• **Selected passage**
----

When I was 19 weeks pregnant, an ultrasound of my baby revealed markers for a condition called trisomy 18. My husband, Don, and I were offered amniocentesis, which we refused because we didn’t want to risk hurting our baby. We were told we would have more choices if we knew for sure. We said we would never abort our baby, but would love him no matter what. We named him Peter. We were told no babies with trisomy 18 survived beyond two weeks and that most people aborted these babies.
At 34 weeks, I had an emergency Caesarean section. Peter was born on January 5, 2005, weighing three pounds and two ounces. He was given excellent care until the second day of his life, when a test for chromosomal abnormalities revealed he did have trisomy 18. It was recommended that we stop all treatment, wrap him up in a blanket, and let him die. We were told he would lead a life of terrible pain and suffering, and would never know or respond to us.

----

• **Provided records**

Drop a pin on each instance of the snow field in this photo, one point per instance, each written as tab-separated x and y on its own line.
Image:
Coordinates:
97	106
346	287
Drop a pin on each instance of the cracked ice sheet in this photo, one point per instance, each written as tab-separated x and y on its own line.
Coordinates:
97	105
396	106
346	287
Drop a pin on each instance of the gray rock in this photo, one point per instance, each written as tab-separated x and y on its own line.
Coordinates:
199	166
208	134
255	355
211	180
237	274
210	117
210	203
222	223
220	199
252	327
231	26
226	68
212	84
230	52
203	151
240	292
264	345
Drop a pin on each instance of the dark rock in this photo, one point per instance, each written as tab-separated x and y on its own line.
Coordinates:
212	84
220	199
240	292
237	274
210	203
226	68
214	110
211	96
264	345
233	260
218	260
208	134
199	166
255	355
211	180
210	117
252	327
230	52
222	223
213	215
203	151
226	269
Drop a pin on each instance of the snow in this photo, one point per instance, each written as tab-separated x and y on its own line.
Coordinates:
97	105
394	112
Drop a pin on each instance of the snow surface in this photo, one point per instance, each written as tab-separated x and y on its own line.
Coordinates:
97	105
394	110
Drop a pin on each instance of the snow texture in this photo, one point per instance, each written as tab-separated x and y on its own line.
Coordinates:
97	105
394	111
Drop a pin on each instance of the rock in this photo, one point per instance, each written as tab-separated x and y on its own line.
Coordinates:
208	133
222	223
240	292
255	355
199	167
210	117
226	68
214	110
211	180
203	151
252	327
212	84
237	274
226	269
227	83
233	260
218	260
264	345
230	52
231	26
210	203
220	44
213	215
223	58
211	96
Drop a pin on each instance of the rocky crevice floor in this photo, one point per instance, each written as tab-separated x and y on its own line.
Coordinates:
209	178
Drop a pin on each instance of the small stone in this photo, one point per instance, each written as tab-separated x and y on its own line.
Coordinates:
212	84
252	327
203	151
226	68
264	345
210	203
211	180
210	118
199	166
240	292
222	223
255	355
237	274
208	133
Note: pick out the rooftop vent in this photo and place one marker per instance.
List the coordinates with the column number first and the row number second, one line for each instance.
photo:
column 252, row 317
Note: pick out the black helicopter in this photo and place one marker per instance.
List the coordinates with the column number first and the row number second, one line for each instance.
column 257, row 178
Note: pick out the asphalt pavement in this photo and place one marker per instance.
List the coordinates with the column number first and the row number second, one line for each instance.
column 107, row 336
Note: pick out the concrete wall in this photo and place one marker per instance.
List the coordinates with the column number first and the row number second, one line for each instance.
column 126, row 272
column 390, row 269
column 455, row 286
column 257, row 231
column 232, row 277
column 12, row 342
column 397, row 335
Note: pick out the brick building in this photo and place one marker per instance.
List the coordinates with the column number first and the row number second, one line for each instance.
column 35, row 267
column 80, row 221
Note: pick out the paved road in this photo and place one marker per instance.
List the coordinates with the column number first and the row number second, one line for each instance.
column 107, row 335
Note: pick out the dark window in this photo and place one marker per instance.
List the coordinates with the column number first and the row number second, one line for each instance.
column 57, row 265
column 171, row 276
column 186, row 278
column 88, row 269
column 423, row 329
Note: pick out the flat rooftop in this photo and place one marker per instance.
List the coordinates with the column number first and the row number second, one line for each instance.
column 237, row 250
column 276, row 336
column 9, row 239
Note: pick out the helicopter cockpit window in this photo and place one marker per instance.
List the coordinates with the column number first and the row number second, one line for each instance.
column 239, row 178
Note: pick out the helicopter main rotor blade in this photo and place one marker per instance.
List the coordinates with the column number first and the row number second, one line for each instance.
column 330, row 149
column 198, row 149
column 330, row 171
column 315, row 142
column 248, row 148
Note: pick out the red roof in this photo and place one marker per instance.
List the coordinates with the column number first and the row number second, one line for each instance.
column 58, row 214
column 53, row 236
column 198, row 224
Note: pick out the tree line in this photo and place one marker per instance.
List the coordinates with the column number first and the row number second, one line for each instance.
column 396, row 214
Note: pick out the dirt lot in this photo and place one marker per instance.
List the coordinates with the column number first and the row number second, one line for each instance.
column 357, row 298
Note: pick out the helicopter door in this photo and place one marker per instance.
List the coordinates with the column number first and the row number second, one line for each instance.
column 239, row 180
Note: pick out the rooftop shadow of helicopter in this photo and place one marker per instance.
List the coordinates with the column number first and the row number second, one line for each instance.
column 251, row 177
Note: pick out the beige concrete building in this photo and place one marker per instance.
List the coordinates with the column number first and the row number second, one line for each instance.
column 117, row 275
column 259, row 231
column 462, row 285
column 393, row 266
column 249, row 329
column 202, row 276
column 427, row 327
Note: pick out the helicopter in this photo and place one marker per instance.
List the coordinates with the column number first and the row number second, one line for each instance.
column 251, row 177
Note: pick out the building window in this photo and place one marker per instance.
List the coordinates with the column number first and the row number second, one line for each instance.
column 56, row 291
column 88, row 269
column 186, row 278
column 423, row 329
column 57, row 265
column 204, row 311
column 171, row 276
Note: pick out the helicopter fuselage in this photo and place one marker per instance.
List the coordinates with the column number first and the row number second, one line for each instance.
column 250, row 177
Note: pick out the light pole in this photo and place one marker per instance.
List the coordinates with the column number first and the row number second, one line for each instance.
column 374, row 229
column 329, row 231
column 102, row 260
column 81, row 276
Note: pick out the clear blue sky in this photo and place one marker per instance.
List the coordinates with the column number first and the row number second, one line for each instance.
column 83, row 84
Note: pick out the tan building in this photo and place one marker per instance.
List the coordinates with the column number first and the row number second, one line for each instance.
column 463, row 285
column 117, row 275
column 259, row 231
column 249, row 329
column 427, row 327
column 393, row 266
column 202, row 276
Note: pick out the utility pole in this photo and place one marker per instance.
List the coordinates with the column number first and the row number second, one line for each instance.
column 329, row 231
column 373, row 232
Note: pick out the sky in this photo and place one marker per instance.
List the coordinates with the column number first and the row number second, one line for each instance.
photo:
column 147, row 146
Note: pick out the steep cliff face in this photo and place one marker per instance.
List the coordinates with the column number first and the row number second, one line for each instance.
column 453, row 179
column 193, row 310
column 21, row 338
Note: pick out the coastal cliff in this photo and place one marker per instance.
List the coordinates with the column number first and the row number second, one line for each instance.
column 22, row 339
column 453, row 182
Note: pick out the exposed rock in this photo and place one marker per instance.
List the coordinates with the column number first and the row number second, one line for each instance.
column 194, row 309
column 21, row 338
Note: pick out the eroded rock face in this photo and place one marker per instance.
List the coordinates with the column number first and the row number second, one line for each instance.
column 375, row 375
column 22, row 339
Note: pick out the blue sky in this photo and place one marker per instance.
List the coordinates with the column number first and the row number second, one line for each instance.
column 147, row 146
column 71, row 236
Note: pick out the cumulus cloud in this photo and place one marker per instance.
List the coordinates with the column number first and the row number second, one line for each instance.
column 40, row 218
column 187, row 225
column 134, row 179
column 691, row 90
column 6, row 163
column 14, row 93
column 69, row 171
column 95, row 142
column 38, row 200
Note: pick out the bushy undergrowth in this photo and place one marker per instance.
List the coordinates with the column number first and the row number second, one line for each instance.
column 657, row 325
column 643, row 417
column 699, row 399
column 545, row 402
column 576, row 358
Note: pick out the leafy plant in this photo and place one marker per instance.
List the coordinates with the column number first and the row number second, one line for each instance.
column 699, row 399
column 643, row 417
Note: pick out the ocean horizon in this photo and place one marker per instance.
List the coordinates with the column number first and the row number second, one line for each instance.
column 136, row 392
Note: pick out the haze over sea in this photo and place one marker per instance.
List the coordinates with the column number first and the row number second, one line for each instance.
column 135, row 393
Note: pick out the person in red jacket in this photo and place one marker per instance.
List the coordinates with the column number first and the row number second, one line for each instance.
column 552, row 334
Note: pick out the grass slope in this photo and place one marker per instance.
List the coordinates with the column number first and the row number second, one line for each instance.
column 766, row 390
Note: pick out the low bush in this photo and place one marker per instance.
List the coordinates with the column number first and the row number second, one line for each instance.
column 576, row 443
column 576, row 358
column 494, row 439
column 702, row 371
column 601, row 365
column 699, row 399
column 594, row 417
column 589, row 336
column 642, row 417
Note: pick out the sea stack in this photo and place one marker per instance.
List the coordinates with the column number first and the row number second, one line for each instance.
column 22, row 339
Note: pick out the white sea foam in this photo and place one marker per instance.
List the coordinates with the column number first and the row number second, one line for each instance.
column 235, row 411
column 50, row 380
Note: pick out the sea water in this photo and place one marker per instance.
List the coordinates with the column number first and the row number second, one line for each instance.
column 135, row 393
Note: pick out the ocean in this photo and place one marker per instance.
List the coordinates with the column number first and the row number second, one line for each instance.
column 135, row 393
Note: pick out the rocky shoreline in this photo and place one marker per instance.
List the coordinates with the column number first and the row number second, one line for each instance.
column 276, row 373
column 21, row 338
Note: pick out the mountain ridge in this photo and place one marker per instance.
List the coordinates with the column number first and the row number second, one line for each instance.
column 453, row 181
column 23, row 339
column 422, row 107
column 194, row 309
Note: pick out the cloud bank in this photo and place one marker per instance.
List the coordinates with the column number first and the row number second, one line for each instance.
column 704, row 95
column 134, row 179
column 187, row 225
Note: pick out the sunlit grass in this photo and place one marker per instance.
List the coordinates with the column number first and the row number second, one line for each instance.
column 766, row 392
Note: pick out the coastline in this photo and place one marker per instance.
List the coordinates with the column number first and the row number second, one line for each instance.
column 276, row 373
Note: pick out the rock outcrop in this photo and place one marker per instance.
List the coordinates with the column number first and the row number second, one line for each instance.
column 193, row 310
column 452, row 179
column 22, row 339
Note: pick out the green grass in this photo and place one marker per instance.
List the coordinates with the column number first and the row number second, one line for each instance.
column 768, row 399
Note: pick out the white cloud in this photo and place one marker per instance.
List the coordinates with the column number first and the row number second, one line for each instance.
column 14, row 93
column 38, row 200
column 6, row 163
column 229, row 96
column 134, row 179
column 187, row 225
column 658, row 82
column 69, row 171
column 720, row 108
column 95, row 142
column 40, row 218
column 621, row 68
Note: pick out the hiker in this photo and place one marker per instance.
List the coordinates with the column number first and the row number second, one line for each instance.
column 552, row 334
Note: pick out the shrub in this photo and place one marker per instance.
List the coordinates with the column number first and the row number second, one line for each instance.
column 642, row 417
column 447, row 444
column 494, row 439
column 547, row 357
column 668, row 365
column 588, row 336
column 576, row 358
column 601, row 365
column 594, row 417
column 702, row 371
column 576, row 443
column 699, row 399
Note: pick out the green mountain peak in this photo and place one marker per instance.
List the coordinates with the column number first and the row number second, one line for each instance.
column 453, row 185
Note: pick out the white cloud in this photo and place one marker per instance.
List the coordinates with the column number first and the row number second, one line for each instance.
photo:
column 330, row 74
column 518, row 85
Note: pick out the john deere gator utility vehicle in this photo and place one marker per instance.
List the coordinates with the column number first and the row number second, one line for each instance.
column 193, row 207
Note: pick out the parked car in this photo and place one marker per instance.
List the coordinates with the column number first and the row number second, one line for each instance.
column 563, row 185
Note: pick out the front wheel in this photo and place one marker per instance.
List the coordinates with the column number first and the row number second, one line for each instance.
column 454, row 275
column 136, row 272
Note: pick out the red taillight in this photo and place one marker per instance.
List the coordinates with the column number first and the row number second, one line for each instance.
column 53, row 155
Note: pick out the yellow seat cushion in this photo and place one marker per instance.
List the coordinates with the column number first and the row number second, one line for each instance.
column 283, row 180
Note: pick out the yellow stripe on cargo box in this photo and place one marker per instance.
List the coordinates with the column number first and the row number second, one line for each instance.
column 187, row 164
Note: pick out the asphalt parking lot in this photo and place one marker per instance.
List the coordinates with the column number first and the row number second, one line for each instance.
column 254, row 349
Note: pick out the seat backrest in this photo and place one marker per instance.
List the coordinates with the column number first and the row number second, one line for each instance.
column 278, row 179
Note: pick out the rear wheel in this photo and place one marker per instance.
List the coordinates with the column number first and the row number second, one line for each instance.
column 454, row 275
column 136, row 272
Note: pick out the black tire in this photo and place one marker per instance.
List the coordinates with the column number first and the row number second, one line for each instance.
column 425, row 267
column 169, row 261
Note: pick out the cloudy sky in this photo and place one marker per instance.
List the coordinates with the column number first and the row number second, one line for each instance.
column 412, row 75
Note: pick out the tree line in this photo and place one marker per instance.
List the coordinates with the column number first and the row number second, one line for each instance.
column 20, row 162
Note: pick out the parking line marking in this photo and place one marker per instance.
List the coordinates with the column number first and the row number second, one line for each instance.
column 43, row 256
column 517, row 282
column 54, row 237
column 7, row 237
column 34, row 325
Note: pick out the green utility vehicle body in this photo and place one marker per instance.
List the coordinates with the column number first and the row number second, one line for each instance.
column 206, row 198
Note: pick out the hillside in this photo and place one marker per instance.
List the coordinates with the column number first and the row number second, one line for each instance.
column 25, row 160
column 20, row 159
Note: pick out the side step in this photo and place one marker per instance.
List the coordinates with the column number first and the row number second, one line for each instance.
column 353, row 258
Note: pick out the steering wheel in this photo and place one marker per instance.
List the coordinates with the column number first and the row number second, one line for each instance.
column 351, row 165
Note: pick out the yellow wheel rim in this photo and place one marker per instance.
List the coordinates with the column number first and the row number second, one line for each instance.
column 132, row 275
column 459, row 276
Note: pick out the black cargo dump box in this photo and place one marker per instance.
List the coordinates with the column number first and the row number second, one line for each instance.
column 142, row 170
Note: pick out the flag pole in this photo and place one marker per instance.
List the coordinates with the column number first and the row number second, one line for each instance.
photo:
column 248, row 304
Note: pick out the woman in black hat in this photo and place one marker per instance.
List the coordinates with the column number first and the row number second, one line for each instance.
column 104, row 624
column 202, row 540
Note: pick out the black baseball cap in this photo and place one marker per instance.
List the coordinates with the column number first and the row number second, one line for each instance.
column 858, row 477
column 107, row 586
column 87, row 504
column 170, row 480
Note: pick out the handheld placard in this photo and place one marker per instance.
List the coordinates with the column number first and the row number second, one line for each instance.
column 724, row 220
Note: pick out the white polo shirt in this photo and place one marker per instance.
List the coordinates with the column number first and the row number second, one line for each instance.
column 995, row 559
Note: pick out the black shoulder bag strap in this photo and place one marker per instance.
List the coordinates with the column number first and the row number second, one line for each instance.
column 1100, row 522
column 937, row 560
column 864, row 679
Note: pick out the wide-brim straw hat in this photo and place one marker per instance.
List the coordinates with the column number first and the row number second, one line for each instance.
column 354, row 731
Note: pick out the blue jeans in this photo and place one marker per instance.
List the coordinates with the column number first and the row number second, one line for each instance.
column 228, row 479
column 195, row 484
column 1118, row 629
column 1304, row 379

----

• **Instructions for the task**
Copy out again, word for word, the full account above of Peter's diagnosis and birth.

• **Solution below**
When I was 19 weeks pregnant, an ultrasound of my baby revealed markers for a condition called trisomy 18. My husband, Don, and I were offered amniocentesis, which we refused because we didn’t want to risk hurting our baby. We were told we would have more choices if we knew for sure. We said we would never abort our baby, but would love him no matter what. We named him Peter. We were told no babies with trisomy 18 survived beyond two weeks and that most people aborted these babies.
At 34 weeks, I had an emergency Caesarean section. Peter was born on January 5, 2005, weighing three pounds and two ounces. He was given excellent care until the second day of his life, when a test for chromosomal abnormalities revealed he did have trisomy 18. It was recommended that we stop all treatment, wrap him up in a blanket, and let him die. We were told he would lead a life of terrible pain and suffering, and would never know or respond to us.